What you are asked to do. Repeat the records below exactly.

[Extracted data entries]
§ §
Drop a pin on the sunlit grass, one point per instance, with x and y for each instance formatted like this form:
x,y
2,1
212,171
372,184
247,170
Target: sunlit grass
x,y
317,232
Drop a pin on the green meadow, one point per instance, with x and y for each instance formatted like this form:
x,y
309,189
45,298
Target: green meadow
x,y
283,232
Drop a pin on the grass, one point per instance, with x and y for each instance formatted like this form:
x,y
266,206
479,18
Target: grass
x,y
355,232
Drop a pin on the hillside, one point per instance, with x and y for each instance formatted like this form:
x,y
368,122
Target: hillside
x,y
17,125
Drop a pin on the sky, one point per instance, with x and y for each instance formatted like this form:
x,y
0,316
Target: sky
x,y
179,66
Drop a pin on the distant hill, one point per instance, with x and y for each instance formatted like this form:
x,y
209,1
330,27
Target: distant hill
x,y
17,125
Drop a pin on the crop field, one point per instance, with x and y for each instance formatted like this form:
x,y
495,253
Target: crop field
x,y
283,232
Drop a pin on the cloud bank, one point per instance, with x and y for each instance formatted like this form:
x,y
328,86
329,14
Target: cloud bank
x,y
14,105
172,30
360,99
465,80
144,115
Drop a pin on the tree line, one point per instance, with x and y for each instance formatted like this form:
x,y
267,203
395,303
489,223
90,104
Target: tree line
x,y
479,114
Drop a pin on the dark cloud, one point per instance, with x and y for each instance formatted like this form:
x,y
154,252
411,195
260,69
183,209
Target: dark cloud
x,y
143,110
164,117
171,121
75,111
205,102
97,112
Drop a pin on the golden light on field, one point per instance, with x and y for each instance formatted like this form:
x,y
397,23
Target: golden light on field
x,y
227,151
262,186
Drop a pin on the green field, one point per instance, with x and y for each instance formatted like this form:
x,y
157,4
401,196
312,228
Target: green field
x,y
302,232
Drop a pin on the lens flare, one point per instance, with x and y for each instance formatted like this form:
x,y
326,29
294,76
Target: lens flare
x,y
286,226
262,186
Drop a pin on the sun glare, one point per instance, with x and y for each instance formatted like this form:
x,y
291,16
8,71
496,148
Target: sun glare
§ §
Written solution.
Drop a pin on the sunlit grass, one point per instance, with x and y for each instance formatted like this form:
x,y
2,1
212,171
372,184
247,170
Target: sunlit grass
x,y
317,232
Drop a pin on the green meadow, one point per instance, with x and y for each instance formatted like this form:
x,y
309,189
45,298
Target: green meadow
x,y
283,232
Drop a pin on the grass, one point per instance, with x and y for each instance formatted like this form:
x,y
266,206
479,18
Target: grass
x,y
355,232
Drop a pin on the hillside, one point per instance, with x and y for each instance formatted like this form:
x,y
368,122
Target: hillside
x,y
17,125
Drop a pin on the sky, one point per instance, with x and y for each instance formatted like this form:
x,y
0,316
Target: sky
x,y
179,66
Drop a pin on the distant hill, one point per instance, with x and y for each instance formatted like this form:
x,y
209,1
330,27
Target: distant hill
x,y
17,125
Drop a pin on the crop field, one point per instance, with x and y for each instance formatted like this form:
x,y
495,253
Target: crop field
x,y
283,232
Drop a pin on the cloud bank, one point per instance, with x and y for each instance formatted like this form:
x,y
328,86
329,14
Target: cloud bank
x,y
14,105
172,30
360,99
465,80
144,115
Drop a pin on the tree line, one point per instance, with x and y for each instance formatted like this form:
x,y
267,203
395,303
489,223
90,104
Target: tree line
x,y
479,114
Drop a pin on the dark cloud, one point per instance, with x and y for each instance formatted like this form:
x,y
154,252
411,195
260,69
183,209
Target: dark cloud
x,y
143,110
164,117
171,121
75,111
205,102
97,112
Drop a pin on the golden light on field, one point per instance, with x and y for each instance formatted like this form:
x,y
397,23
Target: golden light on field
x,y
227,151
262,186
Drop a pin on the green field, one point per instance, with x and y for each instance formatted like this form:
x,y
157,4
401,196
312,228
Target: green field
x,y
302,232
Drop a pin on the lens flare, one point per instance, with x and y for each instance formatted like this form:
x,y
326,29
294,76
Target: lens flare
x,y
286,226
262,186
Drop a pin on the sun glare, one point per instance, with x and y for each instance formatted like this form:
x,y
291,16
8,71
496,148
Target: sun glare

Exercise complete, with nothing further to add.